### Set problem 1
Extract the full scene synopsis, reproducing every line word for word.

Act 1, Scene 1. Oxford, England

While visiting Ermyntrude Edwards (the Aunt of Evangeline Edwards) for afternoon tea, Edith Sanford and the Reverend Malcolm Pither argue about the ability of an English lady to travel the Continent alone, unmolested. The tea ends with Pither promising to find a young, attractive, and virginal Englishwoman, who has made such a trip, to parade in front of Edith.

Act 1, Scene 2. Lausanne, Switzerland

Evangeline joins her friends (Joyce Arbuthnot-Palmer, Bertha, Henrietta, and Madeleine) in her dormitory, to pack up for her trip home after having completed her time at the Pensionnat Bellevue, a finishing school in Lausanne, Switzerland. They speak of love and sex, while enjoying Bertha's "special" cocoa. Evangeline finds herself determined to explore the world of sex. As they finish their cocoa and feverishly finish packing, Miss Pratt, their beloved Chemistry teacher, entreats them to "combine scientific and earthly pursuits" ("Experiment").

Act 1, Scene 3. Lausanne, Switzerland

Evangeline meets André de Croissant, a French theatrical producer, in a railway carriage as she travels back to Oxford. André begins to seduce Evangeline, offering to take her to France and to make her a star in his next Folies. Evangeline is wary of leaving her planned trip home ("It's Bad For Me"), but is becoming swayed. André suggests a trip to Neauville-Sur-Mer, to "teach" her things.

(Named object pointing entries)
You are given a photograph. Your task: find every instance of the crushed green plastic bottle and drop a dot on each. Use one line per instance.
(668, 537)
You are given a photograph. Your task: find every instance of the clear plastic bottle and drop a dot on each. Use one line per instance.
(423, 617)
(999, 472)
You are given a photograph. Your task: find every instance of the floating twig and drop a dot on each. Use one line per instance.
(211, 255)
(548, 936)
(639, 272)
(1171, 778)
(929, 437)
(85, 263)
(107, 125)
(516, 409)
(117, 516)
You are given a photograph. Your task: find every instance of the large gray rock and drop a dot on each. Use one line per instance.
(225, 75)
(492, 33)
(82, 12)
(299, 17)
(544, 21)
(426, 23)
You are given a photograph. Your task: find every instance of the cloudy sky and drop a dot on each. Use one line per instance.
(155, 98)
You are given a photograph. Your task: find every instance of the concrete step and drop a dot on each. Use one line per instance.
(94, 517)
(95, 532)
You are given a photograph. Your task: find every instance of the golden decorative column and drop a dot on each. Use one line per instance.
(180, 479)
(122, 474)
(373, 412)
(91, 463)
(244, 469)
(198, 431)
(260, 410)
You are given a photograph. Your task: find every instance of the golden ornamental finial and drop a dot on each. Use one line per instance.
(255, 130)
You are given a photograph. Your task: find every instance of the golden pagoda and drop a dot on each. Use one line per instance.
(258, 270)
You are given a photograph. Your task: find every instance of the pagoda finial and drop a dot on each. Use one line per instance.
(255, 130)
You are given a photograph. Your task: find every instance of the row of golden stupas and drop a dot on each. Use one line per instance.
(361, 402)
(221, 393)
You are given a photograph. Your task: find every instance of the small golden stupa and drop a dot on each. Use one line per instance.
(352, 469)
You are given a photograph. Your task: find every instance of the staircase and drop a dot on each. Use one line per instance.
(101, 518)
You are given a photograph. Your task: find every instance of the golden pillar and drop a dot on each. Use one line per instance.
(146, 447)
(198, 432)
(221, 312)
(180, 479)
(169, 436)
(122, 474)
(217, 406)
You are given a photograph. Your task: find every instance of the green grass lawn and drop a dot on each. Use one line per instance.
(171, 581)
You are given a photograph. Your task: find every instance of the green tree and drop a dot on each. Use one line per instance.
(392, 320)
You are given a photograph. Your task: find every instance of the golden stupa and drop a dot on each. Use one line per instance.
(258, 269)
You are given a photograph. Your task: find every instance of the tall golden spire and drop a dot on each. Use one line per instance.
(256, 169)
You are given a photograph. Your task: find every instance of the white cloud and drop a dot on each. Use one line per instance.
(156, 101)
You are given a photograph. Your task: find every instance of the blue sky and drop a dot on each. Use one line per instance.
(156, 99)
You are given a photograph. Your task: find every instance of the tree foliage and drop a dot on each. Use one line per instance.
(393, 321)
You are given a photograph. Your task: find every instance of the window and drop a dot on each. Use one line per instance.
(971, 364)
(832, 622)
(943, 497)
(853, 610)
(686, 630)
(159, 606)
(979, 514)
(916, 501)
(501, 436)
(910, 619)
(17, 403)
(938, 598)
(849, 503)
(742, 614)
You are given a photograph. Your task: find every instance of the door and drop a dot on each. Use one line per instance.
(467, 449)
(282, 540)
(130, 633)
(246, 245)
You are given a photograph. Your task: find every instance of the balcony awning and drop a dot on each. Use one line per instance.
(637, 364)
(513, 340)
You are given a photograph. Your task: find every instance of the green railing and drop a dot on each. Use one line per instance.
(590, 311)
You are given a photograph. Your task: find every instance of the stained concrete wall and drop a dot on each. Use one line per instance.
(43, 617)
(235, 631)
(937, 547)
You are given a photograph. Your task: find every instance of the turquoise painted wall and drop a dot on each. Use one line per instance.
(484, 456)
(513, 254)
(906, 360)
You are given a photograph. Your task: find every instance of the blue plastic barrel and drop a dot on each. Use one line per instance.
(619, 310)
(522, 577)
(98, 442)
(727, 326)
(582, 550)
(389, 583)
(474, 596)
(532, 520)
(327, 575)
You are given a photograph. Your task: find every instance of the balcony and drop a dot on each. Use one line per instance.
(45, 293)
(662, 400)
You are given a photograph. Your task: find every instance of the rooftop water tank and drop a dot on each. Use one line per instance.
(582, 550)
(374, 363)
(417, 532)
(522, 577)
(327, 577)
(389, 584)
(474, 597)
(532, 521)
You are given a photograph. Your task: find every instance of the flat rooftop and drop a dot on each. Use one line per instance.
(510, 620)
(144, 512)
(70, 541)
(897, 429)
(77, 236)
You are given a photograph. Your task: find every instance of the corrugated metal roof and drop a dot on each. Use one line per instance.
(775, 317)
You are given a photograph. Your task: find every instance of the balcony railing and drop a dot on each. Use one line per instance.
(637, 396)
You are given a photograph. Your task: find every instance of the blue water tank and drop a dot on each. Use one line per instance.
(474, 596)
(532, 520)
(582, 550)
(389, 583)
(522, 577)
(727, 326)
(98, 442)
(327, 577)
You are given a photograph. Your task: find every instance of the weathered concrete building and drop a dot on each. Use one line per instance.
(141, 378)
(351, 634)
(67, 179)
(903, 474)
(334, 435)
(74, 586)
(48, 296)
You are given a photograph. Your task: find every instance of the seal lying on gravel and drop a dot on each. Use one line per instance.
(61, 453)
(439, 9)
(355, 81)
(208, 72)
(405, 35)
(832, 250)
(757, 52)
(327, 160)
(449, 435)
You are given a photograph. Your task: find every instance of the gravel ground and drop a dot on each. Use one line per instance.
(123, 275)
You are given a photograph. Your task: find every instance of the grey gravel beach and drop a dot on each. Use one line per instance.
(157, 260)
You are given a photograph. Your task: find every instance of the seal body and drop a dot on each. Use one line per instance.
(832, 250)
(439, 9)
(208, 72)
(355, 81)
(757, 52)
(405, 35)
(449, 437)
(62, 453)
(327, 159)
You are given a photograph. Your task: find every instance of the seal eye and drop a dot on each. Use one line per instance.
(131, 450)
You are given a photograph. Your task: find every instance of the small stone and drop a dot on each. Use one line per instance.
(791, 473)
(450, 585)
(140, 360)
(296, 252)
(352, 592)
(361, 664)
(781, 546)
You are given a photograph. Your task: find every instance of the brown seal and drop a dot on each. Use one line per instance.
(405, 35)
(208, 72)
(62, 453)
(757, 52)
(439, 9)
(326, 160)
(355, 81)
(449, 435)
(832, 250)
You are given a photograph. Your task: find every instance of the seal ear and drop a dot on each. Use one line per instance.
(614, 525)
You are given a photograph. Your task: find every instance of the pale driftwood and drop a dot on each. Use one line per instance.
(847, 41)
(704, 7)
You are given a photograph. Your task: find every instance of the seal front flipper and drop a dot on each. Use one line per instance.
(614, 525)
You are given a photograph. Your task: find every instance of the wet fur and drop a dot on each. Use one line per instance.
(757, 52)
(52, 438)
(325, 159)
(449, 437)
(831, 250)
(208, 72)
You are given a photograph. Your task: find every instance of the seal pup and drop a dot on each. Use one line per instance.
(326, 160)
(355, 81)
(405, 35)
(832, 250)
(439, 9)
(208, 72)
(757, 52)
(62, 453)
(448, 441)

### Set problem 2
Pull out every line of the records that contains the string "tank".

### Result 1
Act 1, Scene 1. Oxford, England

While visiting Ermyntrude Edwards (the Aunt of Evangeline Edwards) for afternoon tea, Edith Sanford and the Reverend Malcolm Pither argue about the ability of an English lady to travel the Continent alone, unmolested. The tea ends with Pither promising to find a young, attractive, and virginal Englishwoman, who has made such a trip, to parade in front of Edith.

Act 1, Scene 2. Lausanne, Switzerland

Evangeline joins her friends (Joyce Arbuthnot-Palmer, Bertha, Henrietta, and Madeleine) in her dormitory, to pack up for her trip home after having completed her time at the Pensionnat Bellevue, a finishing school in Lausanne, Switzerland. They speak of love and sex, while enjoying Bertha's "special" cocoa. Evangeline finds herself determined to explore the world of sex. As they finish their cocoa and feverishly finish packing, Miss Pratt, their beloved Chemistry teacher, entreats them to "combine scientific and earthly pursuits" ("Experiment").

Act 1, Scene 3. Lausanne, Switzerland

Evangeline meets André de Croissant, a French theatrical producer, in a railway carriage as she travels back to Oxford. André begins to seduce Evangeline, offering to take her to France and to make her a star in his next Folies. Evangeline is wary of leaving her planned trip home ("It's Bad For Me"), but is becoming swayed. André suggests a trip to Neauville-Sur-Mer, to "teach" her things.

### Result 2
You are given a photograph. Your task: find every instance of the rooftop water tank and drop a dot on each. Use one line per instance.
You are given a photograph. Your task: find every instance of the blue water tank and drop a dot on each. Use one line per instance.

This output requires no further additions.